### Activity
Output every entry exactly as written.

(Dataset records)
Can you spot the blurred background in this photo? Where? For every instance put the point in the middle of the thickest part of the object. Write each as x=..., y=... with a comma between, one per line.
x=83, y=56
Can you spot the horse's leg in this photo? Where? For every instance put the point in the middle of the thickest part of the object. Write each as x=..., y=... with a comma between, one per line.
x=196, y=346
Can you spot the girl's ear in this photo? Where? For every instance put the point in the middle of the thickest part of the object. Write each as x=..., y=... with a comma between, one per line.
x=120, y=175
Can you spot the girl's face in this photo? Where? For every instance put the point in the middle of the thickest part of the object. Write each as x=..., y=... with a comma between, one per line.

### Reply to the task
Can you spot the blurred background in this photo? Where? For every instance put the point in the middle of the thickest part of the object. Write each as x=..., y=... with a comma between, one per line.
x=83, y=56
Can you spot the horse's leg in this photo? Where? For every instance put the point in the middle of the thickest part of the object. Write each as x=..., y=... with a comma between, one per line.
x=196, y=346
Can you spot the girl's ear in this photo? Where? For every instance put the point in the middle of the thickest part of the object. Write each as x=..., y=... with a comma between, one per line.
x=120, y=175
Can you spot the girl's face in this photo? Where? For every instance put the point in the middle of the thickest part of the object. Write each as x=..., y=... with a comma between, one per line.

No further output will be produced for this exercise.